[[ Records open ]]

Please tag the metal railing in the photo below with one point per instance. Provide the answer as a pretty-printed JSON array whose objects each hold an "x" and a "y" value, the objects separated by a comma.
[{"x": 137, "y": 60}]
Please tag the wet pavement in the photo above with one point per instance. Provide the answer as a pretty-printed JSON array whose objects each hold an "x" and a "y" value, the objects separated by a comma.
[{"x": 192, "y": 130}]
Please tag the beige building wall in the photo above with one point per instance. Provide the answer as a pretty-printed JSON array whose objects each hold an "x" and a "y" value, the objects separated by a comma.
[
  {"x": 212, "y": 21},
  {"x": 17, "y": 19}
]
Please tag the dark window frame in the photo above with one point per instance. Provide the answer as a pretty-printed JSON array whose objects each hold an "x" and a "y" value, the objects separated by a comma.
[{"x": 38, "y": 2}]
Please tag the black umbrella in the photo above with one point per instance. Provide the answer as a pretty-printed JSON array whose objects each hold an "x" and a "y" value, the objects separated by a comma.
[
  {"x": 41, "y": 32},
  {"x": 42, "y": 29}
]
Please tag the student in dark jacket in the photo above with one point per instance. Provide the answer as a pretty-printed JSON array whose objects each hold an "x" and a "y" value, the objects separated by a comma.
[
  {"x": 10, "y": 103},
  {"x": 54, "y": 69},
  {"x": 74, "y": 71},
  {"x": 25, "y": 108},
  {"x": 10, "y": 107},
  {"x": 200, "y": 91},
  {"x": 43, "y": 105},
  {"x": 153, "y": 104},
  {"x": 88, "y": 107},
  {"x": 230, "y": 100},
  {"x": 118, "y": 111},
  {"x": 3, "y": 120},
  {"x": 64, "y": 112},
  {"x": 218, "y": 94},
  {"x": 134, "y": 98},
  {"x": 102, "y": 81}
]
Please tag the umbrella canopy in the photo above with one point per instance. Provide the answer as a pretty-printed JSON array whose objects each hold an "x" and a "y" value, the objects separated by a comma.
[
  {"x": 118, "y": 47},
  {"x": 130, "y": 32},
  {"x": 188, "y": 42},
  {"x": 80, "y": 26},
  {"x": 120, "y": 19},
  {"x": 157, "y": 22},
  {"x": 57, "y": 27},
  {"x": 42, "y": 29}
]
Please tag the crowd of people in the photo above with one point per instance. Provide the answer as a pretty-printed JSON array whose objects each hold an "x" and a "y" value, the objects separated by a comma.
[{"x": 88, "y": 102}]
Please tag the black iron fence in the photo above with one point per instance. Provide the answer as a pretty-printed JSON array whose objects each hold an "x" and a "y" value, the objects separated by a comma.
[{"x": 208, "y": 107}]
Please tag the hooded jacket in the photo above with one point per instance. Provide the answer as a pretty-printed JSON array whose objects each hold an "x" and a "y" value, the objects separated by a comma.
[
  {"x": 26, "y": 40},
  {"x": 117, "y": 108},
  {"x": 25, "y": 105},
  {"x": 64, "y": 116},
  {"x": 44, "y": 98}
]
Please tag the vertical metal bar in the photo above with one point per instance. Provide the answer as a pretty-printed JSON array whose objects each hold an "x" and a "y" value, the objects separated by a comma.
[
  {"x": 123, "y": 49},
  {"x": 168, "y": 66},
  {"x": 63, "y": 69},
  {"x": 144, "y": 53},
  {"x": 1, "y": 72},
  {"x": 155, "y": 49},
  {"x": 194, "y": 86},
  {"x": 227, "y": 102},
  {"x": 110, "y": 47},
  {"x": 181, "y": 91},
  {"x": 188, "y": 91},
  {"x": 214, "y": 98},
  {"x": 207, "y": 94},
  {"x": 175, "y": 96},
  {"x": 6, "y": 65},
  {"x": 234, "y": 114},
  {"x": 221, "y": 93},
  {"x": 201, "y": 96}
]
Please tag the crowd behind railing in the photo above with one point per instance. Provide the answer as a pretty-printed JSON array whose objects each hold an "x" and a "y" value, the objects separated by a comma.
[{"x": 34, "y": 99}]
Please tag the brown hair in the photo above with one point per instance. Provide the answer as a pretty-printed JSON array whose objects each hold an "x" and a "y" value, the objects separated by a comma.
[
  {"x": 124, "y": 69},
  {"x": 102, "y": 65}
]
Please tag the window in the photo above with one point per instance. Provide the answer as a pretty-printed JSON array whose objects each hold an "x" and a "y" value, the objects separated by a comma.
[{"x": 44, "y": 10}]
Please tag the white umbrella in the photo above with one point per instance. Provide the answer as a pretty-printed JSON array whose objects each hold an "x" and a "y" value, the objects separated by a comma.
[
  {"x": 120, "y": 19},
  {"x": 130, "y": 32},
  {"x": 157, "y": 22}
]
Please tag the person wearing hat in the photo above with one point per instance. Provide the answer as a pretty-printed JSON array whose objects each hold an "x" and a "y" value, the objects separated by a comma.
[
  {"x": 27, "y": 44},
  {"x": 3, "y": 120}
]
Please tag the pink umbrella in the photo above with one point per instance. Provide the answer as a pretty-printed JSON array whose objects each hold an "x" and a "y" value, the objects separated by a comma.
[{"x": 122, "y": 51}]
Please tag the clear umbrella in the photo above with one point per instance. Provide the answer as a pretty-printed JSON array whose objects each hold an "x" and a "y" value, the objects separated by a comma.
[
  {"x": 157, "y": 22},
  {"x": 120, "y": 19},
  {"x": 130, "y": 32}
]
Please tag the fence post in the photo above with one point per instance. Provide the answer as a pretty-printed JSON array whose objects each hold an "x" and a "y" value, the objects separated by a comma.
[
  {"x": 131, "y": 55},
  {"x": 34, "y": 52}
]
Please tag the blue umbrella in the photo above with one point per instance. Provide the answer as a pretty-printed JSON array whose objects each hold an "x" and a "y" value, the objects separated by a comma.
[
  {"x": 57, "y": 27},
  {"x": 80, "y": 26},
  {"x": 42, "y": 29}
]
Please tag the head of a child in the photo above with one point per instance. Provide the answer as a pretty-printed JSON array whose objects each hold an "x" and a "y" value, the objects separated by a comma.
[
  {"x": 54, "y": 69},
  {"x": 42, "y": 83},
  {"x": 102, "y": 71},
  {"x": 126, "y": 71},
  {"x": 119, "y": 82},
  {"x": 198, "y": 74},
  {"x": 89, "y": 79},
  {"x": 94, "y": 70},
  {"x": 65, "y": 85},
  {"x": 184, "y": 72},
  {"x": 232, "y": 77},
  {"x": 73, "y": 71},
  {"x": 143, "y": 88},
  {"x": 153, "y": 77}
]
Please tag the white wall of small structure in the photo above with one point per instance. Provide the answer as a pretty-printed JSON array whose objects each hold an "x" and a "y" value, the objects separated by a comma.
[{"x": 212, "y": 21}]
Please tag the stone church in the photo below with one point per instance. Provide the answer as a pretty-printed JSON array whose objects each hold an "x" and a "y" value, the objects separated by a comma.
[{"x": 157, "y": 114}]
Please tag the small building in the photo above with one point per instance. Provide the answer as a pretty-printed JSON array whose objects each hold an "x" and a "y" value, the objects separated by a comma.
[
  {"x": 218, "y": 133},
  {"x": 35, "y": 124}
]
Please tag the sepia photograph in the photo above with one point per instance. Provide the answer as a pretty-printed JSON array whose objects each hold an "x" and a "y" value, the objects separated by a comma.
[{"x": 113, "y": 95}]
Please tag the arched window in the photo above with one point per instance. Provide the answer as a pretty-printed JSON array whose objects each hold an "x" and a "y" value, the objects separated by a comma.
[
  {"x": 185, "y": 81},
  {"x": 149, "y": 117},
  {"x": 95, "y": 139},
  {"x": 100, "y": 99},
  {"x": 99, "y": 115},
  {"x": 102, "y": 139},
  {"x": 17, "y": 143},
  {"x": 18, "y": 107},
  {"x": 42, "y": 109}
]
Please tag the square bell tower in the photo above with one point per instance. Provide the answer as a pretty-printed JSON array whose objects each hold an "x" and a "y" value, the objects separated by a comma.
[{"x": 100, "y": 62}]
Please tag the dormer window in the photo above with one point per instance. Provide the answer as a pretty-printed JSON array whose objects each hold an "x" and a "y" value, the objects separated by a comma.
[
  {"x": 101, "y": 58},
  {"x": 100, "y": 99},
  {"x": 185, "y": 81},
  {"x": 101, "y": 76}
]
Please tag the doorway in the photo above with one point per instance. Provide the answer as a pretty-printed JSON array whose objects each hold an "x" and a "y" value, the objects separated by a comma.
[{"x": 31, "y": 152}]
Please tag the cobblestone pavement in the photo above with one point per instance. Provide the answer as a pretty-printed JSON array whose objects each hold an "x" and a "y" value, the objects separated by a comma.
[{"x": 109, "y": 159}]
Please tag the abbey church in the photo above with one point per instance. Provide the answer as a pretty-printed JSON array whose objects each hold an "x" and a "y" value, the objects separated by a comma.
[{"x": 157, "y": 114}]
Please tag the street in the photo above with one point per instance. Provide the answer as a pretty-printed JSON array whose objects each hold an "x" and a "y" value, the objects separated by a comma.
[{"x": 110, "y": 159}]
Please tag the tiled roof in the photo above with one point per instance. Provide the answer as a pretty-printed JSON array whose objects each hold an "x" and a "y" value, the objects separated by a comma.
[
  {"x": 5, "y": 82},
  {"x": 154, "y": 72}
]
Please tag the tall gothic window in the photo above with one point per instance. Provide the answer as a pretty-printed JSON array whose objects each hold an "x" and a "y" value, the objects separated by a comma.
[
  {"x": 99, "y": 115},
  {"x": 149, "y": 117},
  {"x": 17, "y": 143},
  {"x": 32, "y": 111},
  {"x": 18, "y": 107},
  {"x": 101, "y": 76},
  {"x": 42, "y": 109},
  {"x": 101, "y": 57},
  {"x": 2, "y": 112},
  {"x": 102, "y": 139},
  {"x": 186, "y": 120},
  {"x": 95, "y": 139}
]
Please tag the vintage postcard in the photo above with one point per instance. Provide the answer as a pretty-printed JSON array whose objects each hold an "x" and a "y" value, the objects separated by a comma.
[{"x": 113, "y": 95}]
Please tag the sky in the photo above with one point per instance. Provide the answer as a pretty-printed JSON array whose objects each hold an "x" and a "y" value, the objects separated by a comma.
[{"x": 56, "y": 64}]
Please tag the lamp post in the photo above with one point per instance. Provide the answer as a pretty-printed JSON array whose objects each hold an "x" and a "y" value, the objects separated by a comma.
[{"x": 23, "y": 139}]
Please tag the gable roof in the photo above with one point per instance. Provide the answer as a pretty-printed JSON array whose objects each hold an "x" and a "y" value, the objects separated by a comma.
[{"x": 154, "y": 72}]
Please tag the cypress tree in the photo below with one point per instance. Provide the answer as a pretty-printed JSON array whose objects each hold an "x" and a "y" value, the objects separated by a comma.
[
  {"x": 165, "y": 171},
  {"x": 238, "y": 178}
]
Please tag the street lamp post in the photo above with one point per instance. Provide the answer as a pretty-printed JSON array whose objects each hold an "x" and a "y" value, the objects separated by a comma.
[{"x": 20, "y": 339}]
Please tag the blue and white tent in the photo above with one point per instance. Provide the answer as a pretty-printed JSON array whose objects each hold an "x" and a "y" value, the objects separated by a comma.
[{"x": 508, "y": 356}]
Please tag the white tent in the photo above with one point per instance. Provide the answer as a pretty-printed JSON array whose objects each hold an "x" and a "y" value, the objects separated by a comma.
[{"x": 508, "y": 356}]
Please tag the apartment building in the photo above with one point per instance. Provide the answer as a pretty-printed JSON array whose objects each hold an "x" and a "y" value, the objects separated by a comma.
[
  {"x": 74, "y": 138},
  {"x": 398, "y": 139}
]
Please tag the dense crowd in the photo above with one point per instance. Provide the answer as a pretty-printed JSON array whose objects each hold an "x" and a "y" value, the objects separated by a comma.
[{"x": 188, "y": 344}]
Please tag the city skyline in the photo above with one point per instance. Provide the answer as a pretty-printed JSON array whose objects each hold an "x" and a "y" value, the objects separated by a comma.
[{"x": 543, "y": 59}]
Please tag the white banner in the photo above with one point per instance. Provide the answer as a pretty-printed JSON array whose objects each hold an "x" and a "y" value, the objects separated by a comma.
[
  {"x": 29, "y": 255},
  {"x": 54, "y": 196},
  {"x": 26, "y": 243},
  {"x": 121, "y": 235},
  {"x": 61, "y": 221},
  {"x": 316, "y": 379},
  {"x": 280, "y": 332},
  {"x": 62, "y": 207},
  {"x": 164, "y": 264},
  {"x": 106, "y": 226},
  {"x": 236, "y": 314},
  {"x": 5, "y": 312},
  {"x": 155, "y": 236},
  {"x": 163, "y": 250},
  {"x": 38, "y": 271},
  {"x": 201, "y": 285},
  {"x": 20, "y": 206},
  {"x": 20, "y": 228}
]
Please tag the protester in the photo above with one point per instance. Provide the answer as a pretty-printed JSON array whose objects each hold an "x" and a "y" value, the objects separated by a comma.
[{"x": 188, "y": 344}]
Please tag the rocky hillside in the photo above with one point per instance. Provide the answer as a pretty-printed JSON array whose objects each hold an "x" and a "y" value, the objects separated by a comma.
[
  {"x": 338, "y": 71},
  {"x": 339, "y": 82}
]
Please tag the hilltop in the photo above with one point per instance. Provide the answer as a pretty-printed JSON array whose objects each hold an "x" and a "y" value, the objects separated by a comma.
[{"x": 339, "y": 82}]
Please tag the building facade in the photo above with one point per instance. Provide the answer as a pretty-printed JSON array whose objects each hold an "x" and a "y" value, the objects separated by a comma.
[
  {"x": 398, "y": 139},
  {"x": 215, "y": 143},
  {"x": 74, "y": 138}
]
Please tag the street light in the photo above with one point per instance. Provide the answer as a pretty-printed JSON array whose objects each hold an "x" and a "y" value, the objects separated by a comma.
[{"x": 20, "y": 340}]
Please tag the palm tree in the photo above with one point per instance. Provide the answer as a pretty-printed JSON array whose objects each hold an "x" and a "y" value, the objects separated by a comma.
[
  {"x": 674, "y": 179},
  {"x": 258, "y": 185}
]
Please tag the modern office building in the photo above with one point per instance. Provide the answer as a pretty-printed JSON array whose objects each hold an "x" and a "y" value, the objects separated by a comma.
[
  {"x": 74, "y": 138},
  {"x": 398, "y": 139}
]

[[ Records closed ]]

Task requirements: A verbatim transcription is required of the lines from the one with "Please tag the modern" through the final line of the entries above, and of nothing else.

Task answer:
Please tag the modern office building in the photo above with one point per instance. Provide the answer as a pretty-printed JSON array whose objects each hold an "x" and a "y" value, the objects separated by a comma.
[
  {"x": 74, "y": 138},
  {"x": 398, "y": 139}
]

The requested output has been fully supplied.